(DOCUMENT EXCERPT)
◇ ◇ ◇ ◇ ◇ ◇ ◇

We Must Use Our Power to Change Policy and Events

Guest Blogger, Bobbie Walton, is a member of the Genesee County Democratic Party & the Democratic Women’s Caucus, political activist, & progressive.


I recently viewed a lecture by a professor on the faculty at the University of Houston.  Brené Brown, feminist and author, caught my attention and held it.  She was talking about women being brave and striding forward to meet challenge.  In presenting her argument she said something I kept in my “saved” file of important ideas.  She was talking about power.  She told us there are two kinds of power: (1) the power to change things, to make things better; and (2) the power of control over other people and events.  I have thought since that day, “How much of what I am doing in the political arena is about power?  What does this power mean to me?”

One of the most challenging things for a woman working in politics is knowing how to handle your own ambition, and your own quest for power.  I remember years ago, when I was asked to take a responsible administrative job with a newly elected young legislator and a friend asked me, “Why do you want this job? Why will you give up your free time to take this on? Is it the power?”  Yes, it was the power!  In this new position, I would answer to only one person, and I would be able to help shift the levers of power.  I would be able to move the issues I valued into policy and help guide the funding and the implementation of that policy.  It was the power to make meaningful change that was so attractive.  I was going to have the power to influence change.   It was a heady prospect.

During the years I held the job I felt powerful and used that power.  Many laws we were able to pass made the lives of people in our county better.  Victims of domestic violence had better resources, workers under county contracts were guaranteed a living wage, employers were not allowed to use DNA results in evaluating or hiring/firing employees, workers and patrons of restaurants and bars were protected from second-hand smoke, people with disabilities and children were protected from snow-covered sidewalks, communities were brought into close association with government when group homes or homeless shelters were located in their communities, and the same-sex partners of government employees received benefits.  These, as well as other efforts, were the result of the power I had in my job and my boss had in his position as an elected official.

◇ ◇ ◇ ◇ ◇ ◇ ◇

(DIRECTIONS)
1. In the blog post on political power, copy the passage starting at "During the years" and ending at "an elected official.".
2. Translate this sentence from the blog post on political power into Spanish: "Many laws we were able to pass made the lives of people in our county better."

◇ ◇ ◇ ◇ ◇ ◇ ◇

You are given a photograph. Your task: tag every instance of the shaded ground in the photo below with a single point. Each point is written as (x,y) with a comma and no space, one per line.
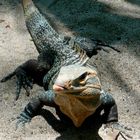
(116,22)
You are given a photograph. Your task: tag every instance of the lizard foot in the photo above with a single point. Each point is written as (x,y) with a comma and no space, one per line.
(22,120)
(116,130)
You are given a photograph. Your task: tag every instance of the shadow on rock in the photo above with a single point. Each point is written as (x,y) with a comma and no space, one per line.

◇ ◇ ◇ ◇ ◇ ◇ ◇

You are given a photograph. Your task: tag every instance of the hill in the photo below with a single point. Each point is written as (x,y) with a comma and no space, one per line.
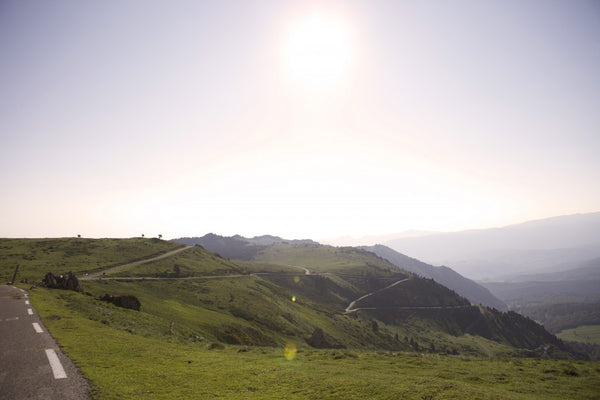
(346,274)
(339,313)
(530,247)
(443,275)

◇ ◇ ◇ ◇ ◇ ◇ ◇

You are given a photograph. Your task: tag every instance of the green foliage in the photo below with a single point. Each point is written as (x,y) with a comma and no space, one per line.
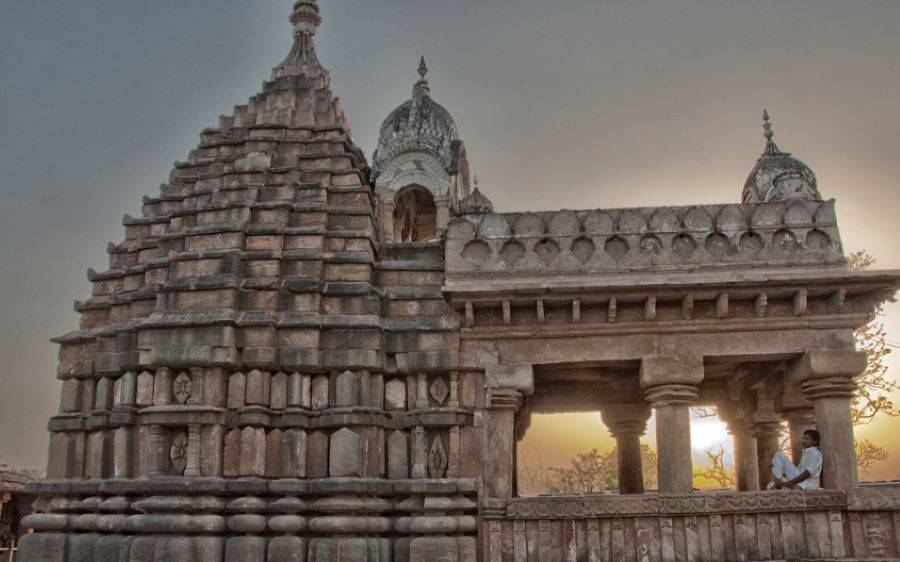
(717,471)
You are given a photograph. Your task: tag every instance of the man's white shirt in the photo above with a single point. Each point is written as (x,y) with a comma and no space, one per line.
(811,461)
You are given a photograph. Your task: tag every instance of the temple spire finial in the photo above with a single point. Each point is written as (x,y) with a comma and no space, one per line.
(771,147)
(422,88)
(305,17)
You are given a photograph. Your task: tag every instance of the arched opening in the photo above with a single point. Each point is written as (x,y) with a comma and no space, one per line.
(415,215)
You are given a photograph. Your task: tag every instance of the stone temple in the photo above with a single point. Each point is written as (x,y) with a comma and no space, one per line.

◇ ◇ ◇ ◇ ◇ ◇ ◇

(ANSWERS)
1.
During the years I held the job I felt powerful and used that power.  Many laws we were able to pass made the lives of people in our county better.  Victims of domestic violence had better resources, workers under county contracts were guaranteed a living wage, employers were not allowed to use DNA results in evaluating or hiring/firing employees, workers and patrons of restaurants and bars were protected from second-hand smoke, people with disabilities and children were protected from snow-covered sidewalks, communities were brought into close association with government when group homes or homeless shelters were located in their communities, and the same-sex partners of government employees received benefits.  These, as well as other efforts, were the result of the power I had in my job and my boss had in his position as an elected official.

2. Muchas leyes que logramos aprobar mejoraron la vida de las personas de nuestro condado.